:: What you need to do ::
Rename "Query" to "Search term" throughout the items below and reproduce them with nothing else changed. Leave the pictures out of your copy.

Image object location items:
------------------------------------
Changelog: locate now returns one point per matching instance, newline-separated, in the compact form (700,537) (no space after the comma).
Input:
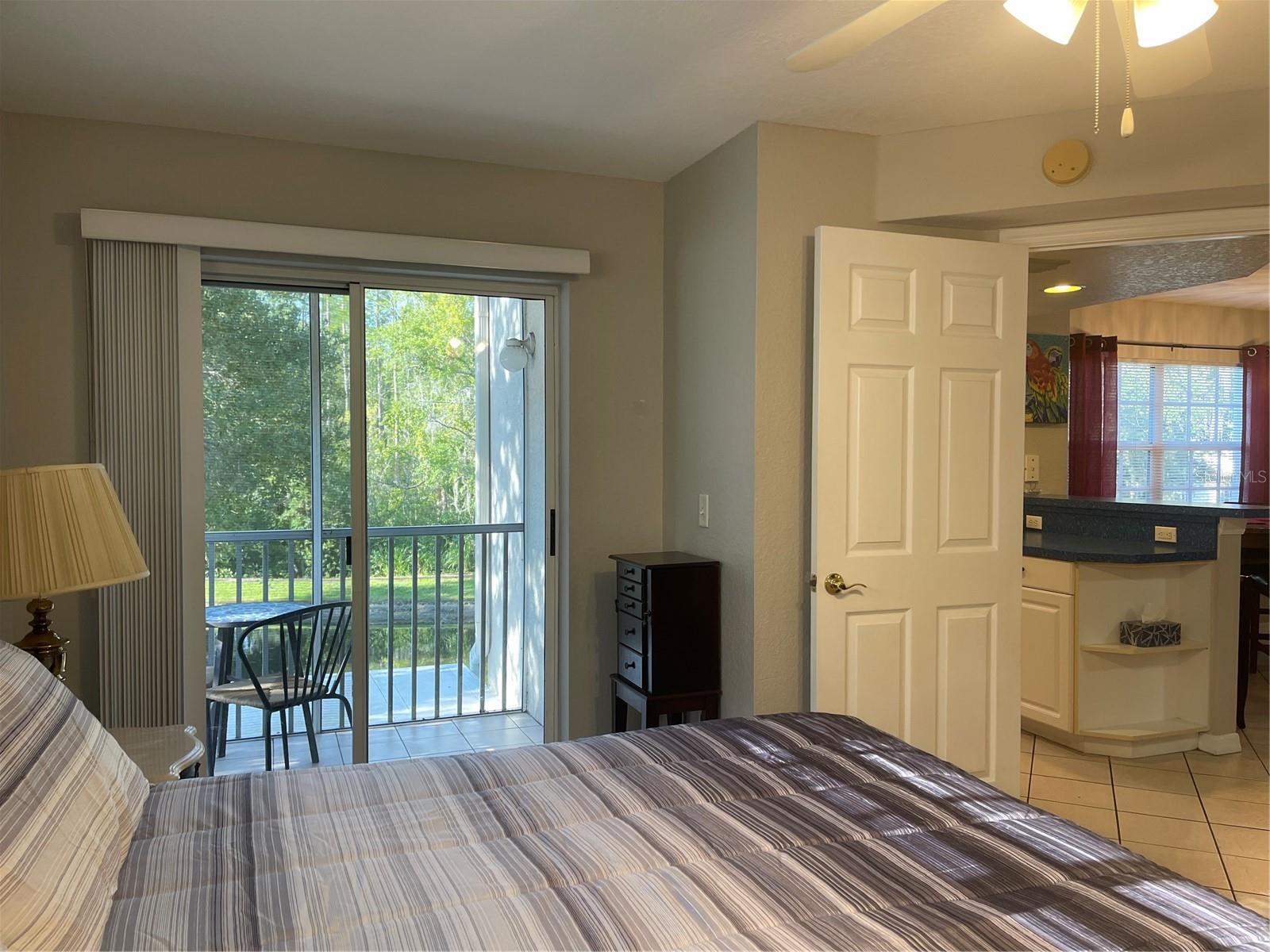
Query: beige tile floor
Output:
(1204,816)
------------------------------------
:: Written response ::
Changelog: locate now returns one point per matching instance, newline-separated, in the compact form (700,537) (no space after the comma).
Input:
Search term: beige tile floor
Output:
(1204,816)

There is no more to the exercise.